--- The task ---
Using the data below, find how many lines include the word "water" and report that figure alone.

--- Dataset records ---
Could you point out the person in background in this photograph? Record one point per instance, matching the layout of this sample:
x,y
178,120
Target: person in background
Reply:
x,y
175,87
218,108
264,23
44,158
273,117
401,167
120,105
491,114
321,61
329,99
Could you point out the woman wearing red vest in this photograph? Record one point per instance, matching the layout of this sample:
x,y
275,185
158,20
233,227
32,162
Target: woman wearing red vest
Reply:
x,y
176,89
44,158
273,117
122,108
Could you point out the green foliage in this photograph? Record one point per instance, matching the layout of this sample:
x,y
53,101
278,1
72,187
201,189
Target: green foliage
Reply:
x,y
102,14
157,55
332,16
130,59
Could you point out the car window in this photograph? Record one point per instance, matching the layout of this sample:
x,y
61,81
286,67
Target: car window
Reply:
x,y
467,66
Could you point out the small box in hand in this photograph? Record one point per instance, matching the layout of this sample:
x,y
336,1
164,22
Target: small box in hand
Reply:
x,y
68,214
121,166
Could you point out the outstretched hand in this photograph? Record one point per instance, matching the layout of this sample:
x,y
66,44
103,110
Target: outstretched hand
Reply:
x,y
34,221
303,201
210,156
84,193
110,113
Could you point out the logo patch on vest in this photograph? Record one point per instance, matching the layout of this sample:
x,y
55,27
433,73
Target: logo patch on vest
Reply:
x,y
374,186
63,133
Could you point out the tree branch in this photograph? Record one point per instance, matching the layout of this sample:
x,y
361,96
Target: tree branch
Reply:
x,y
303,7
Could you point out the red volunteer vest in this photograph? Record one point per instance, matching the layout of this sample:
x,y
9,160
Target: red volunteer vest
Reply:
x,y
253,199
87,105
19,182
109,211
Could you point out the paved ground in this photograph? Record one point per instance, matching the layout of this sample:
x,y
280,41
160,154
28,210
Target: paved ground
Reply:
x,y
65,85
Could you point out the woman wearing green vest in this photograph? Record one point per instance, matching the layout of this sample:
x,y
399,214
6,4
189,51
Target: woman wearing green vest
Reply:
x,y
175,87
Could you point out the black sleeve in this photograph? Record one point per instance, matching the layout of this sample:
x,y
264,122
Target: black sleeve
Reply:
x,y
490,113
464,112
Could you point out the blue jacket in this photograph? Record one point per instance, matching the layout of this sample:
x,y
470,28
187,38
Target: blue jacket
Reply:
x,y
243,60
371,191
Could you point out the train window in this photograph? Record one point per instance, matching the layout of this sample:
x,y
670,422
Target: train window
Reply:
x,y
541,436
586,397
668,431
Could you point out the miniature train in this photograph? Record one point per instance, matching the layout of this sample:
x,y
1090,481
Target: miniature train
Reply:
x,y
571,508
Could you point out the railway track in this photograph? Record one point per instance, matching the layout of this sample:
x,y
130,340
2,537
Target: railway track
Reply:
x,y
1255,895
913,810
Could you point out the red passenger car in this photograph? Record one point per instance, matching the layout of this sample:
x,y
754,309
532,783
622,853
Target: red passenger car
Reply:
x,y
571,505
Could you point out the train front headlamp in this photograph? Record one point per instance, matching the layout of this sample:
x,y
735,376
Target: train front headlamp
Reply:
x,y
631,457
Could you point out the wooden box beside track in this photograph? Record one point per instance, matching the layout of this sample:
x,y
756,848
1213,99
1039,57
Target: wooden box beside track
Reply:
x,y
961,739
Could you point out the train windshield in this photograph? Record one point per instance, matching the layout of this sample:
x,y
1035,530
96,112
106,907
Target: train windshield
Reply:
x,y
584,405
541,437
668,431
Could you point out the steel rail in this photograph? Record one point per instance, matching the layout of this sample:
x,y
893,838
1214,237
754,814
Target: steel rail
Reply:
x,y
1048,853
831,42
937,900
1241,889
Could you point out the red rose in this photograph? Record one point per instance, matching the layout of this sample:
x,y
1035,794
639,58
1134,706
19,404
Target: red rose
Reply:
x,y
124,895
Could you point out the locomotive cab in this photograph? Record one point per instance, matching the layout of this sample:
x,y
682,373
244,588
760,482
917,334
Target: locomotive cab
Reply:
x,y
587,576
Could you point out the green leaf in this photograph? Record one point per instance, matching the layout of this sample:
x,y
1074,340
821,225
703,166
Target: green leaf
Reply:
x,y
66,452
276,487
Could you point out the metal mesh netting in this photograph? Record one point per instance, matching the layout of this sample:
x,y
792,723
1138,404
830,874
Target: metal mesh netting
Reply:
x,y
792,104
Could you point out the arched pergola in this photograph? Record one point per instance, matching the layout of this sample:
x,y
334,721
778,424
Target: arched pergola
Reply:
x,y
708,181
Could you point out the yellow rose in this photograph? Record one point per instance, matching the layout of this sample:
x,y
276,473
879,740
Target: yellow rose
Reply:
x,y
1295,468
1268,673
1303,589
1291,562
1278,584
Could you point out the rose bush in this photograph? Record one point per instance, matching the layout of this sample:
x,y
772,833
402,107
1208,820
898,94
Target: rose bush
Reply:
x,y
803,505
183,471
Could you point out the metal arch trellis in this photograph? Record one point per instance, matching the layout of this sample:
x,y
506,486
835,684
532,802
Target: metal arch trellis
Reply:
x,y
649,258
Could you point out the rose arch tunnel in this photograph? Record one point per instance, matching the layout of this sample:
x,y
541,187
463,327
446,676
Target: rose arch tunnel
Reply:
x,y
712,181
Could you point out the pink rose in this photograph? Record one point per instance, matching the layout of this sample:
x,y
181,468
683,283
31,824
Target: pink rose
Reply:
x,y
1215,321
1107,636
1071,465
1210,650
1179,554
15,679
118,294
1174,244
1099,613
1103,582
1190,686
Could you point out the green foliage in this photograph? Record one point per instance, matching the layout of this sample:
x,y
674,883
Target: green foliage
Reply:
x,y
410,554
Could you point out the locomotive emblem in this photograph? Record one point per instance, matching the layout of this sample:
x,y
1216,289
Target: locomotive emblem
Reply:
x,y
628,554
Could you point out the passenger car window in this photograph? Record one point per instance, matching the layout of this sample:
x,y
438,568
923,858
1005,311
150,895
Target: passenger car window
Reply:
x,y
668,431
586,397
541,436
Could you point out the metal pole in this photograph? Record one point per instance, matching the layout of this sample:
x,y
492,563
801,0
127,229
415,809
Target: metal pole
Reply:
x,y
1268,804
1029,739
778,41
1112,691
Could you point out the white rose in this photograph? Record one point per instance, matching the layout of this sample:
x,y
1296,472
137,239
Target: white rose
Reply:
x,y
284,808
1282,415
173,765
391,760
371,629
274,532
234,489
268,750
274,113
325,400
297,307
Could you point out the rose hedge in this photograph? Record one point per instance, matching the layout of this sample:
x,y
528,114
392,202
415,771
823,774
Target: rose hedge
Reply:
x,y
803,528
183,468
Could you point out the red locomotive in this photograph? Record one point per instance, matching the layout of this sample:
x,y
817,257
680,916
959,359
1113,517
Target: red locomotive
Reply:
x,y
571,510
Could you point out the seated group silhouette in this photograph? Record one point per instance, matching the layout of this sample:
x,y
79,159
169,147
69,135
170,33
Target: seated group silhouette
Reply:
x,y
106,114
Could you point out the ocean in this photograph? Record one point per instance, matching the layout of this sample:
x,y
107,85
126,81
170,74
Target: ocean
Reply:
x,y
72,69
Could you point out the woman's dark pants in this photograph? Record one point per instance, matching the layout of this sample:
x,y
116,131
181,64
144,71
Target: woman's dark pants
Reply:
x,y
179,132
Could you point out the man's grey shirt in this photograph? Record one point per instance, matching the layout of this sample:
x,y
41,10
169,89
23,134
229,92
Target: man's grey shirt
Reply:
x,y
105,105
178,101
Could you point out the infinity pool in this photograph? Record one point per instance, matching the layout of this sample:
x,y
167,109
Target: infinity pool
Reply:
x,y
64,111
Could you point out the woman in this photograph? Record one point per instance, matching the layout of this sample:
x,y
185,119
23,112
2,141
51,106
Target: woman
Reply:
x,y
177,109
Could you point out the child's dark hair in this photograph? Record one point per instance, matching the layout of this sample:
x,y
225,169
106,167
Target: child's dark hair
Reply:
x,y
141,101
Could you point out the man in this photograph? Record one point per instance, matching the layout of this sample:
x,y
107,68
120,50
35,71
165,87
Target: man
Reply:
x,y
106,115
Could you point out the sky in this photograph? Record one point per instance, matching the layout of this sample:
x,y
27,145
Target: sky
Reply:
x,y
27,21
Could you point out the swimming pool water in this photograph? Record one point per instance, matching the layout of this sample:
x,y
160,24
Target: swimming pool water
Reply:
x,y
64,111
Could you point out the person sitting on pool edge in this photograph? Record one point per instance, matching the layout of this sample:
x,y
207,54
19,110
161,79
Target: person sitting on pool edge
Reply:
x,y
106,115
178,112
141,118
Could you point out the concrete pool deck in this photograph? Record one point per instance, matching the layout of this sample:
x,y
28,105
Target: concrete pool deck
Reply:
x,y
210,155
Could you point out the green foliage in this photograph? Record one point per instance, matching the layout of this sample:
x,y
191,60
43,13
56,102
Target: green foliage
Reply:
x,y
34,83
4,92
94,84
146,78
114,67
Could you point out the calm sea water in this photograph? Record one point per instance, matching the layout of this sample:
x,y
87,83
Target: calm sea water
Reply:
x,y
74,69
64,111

--- Result ---
4